** Opening Study text block **
Shortly after leaving Tormé, Lewis received a call from guitarist Tracii Guns stating that he was interested in having Phil join his band, L.A. Guns. The two met on 1 April 1987, and Lewis was hired shortly thereafter. L.A. Guns soon signed a record deal with Polygram Records and released their first album, L.A. Guns, on 4 January 1988. The band achieved mainstream success with their second album, Cocked & Loaded, thanks in part due to the successful single, "The Ballad of Jayne." They released Hollywood Vampires in 1991, which also had moderate success. Due to the rise in popularity of the grunge movement, the band would not release their fourth album, Vicious Circle until 1994. That album did not achieve the success of the prior albums, so Lewis left the band shortly after its release.

During his time out of L.A. Guns, Lewis participated in several other music projects including Filthy Lucre with Steve Dior and the Liberators. Filthy Lucre released an album called Popsmear in 1997. During this time, he also held various other jobs including producing albums for other artists, mixing audio for Fox Sports, and even working as a telephone psychic for a short time.

Lewis returned to L.A. Guns in 1999. The classic lineup released a re-recorded version of the hit album Cocked and Loaded in 2000. This updated version was called Cocked & Re-Loaded. The band released a new album entitled Man in the Moon in 2001. They released Waking The Dead in April 2002. It was the first album with producer Andy Johns and would also prove to be the last with Tracii Guns, as he left the band a few months later to team up with Nikki Sixx for the band Brides of Destruction. Guns' departure forced the band to pull out of a world tour with Alice Cooper, and they were soon dropped from their label as well.

Lewis and drummer Steve Riley continued to tour as L.A. Guns after Tracii Guns' departure and have released two more original albums, Tales from the Strip in 2005 and Hollywood Forever in 2012.

In December 2016, Lewis announced that he would be leaving the current lineup of L.A. Guns. He also announced that he will be joining Tracii Guns in a new L.A. Guns lineup. The new lineup consists of Phil Lewis, Tracii Guns, Michael Grant, Johnny Martin, and Shane Fitzgibbon. They released a new album together called "The Missing Peace" on 13 October 2017. As of March 2018, Michael Grant left L.A. Guns.

Lewis is a contributor to the 80s metal music website "Metal Sludge", under the online handle "Al Snug".

== Tribute albums ==
Lewis sang on a cover of Def Leppard's "Bringin' On the Heartbreak" on the Def Leppard tribute album Leppardmania. He also sang on a cover of Guns N' Roses's "My Michelle" on the Guns N' Roses tribute album Appetite for Reconstruction, and he contributed vocals on "Shot Down In Flames" for the AC/DC tribute album We Salute You: an All Star Tribute To AC/DC.
** Closing Study text block **
** Opening Data excerpts block **
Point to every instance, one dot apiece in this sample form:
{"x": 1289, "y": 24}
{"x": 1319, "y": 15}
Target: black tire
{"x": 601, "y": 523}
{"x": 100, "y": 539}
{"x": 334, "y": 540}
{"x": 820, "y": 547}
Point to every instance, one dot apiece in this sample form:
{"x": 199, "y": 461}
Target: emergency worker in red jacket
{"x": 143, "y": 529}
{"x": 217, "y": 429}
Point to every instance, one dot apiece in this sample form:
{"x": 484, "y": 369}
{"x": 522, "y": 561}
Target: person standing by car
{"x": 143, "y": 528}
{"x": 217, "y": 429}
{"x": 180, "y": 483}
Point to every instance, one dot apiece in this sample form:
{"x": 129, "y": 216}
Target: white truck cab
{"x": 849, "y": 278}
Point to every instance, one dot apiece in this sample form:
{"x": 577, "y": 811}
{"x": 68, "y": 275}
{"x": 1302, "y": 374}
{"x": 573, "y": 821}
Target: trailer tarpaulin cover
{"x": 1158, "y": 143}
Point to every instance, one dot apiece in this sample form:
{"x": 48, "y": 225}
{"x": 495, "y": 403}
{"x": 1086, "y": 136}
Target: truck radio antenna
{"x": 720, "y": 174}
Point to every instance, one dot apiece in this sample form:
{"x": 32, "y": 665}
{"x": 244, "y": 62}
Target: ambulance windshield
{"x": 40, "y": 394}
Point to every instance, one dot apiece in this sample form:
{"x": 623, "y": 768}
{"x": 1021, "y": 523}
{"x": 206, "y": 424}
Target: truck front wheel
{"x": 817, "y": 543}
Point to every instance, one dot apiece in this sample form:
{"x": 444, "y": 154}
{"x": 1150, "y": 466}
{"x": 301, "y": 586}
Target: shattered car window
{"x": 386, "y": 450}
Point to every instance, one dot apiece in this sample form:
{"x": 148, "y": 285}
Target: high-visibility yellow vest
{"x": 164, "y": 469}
** Closing Data excerpts block **
What to do:
[1] Answer these from the text about Phil Lewis:
(a) On what date did Lewis and Tracii Guns first meet?
(b) What album did Filthy Lucre release in 1997?
(c) Under what online handle does Lewis contribute to Metal Sludge?
[2] Name every member of the new L.A. Guns lineup that the text about Phil Lewis describes.
[3] Write the next part of the text about Phil Lewis, picking up after its final sentence.

Answers given:
[1]
(a) 1 April 1987
(b) Popsmear
(c) "Al Snug"

[2] Phil Lewis, Tracii Guns, Michael Grant, Johnny Martin, Shane Fitzgibbon

[3]
Lewis recorded a cover of Kiss' "Strutter" on the Kiss tribute album Spin The Bottle, sang on "Billion Dollar Babies" on the Alice Cooper tribute Humanary Stew, and contributed vocals to a cover of Bon Jovi's "Wanted Dead or Alive" on the Bon Jovi tribute album Covered Dead or Alive.

== Discography ==
- With Girl
- Sheer Greed (1980)
- Wasted Youth (1982)
- Killing Time (1997)

- With New Torpedos
- New Torpedos demo tape

- With Tormé
- Back To Babylon (1985)
- Die Pretty, Die Young (1987)

- With L.A. Guns
- L.A. Guns (1988)
- Cocked & Loaded (1989)
- Hollywood Vampires (1991)
- Cuts (1992)
- Vicious Circle (1994)
- Greatest Hits and Black Beauties (1999)
- Live: A Night on the Strip (2000)
- Cocked & Re-Loaded (2000)
- Man in the Moon (2001)
- Waking the Dead (2002)
- Rips the Covers Off (2004)
- Tales from the Strip (2005)
- Loud and Dangerous: Live from Hollywood (2006)
- Hellraiser's Ball: Caught in the Act (2008)
- Covered in Guns (2010)
- Hollywood Forever (2012)
- The Missing Peace (2017)
- The Devil You Know (2019)
- Checkered Past (2021)
- Black Diamonds (2023)
- Leopard Skin (2025)

- With Filthy Lucre
- Popsmear (1997)

- Solo
- El Niño/More Purple than Black (1999)
- Access Denied (2000) – also marketed as a Liberators album
- Gypsy: Phil Lewis Semi-Precious Jewels (2007)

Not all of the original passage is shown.